Below is a set of records; restate each one word for word.
** Start of Supplied records **
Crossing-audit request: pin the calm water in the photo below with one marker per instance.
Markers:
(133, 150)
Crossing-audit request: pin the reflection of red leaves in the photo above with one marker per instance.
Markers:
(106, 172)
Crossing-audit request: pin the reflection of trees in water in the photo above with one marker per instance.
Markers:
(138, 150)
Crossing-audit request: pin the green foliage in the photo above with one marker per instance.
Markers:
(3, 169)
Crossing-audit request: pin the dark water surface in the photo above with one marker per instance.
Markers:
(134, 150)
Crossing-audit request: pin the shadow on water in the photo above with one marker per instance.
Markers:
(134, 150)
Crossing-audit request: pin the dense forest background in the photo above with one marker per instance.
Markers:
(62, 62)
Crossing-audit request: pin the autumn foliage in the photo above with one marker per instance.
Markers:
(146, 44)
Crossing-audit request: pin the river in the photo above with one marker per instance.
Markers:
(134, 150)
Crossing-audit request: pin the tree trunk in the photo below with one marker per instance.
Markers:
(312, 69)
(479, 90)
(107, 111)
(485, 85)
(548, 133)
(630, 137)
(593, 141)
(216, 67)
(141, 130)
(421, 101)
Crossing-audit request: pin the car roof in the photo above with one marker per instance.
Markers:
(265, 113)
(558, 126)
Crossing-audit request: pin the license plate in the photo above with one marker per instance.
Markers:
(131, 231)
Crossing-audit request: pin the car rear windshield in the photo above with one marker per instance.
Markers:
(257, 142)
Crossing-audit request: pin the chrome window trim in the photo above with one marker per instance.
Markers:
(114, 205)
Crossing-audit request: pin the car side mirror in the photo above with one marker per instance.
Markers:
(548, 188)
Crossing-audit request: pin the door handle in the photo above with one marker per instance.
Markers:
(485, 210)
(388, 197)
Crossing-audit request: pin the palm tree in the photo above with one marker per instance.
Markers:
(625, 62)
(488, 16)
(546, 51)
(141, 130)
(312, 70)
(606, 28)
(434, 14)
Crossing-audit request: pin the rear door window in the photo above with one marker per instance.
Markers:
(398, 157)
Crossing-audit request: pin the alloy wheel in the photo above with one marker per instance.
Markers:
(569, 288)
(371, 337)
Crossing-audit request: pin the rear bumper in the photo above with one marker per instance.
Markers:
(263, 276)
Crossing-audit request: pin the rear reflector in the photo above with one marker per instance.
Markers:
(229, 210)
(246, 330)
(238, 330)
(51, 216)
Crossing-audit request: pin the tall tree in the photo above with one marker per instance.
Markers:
** End of Supplied records **
Exercise response —
Crossing-audit request: pin the calm water in the photo below with one marker per instance.
Markers:
(133, 150)
Crossing-audit request: pin the reflection of red leaves in the photo above with one marker per instance.
Markers:
(106, 172)
Crossing-audit request: pin the reflection of trees in water in the photo above with one marker per instance.
Markers:
(138, 150)
Crossing-audit request: pin the green foliage in the photo above with one marker per instance.
Markers:
(3, 169)
Crossing-audit request: pin the dark water surface in the photo above with one marker per instance.
Markers:
(134, 150)
Crossing-audit request: pin the shadow on water in the photo above with one marker per instance.
Markers:
(134, 150)
Crossing-audit request: pin the dense forest background in the photo above with one marker per instance.
Markers:
(62, 62)
Crossing-audit request: pin the autumn foliage in the photo above with one marker per instance.
Markers:
(146, 44)
Crossing-audit request: pin the river in the photo above with one marker per instance.
Markers:
(134, 150)
Crossing-audit request: pin the tree trunk in the photo below with one marker per instance.
Markers:
(312, 69)
(479, 90)
(107, 111)
(485, 85)
(548, 133)
(630, 137)
(593, 141)
(216, 67)
(141, 130)
(421, 101)
Crossing-audit request: pin the car roof in the photo above with one marker per instance.
Markers:
(265, 113)
(558, 126)
Crossing-audit request: pin the license plate in the photo above with one marker per instance.
Markers:
(131, 231)
Crossing-audit request: pin the car rear windshield in the photo above with one marker per instance.
Markers:
(257, 142)
Crossing-audit request: pin the chrome window trim in the photo above with one marker per instance.
Markers:
(114, 205)
Crossing-audit request: pin the car side mirror in the photo above with one marker per instance.
Markers:
(548, 188)
Crossing-audit request: pin the door handle in the photo above with one marker per instance.
Markers:
(485, 210)
(388, 197)
Crossing-audit request: pin the palm tree in the photo above with one marker per instance.
Markers:
(625, 62)
(488, 16)
(546, 51)
(141, 130)
(312, 70)
(606, 28)
(434, 14)
Crossing-audit request: pin the rear door window in the photo above with one marker per instance.
Markers:
(398, 157)
Crossing-audit request: pin the alloy wheel in the photo above with one marker per instance.
Markers:
(569, 288)
(371, 337)
Crossing-audit request: pin the rear bumper in the photo above with one marker per instance.
Markers:
(263, 276)
Crossing-audit request: pin the rear reflector in the photo above with one marker per instance.
Markers:
(229, 210)
(246, 330)
(238, 330)
(51, 216)
Crossing-audit request: pin the tall tree in the photo above with one marker per instance.
Markers:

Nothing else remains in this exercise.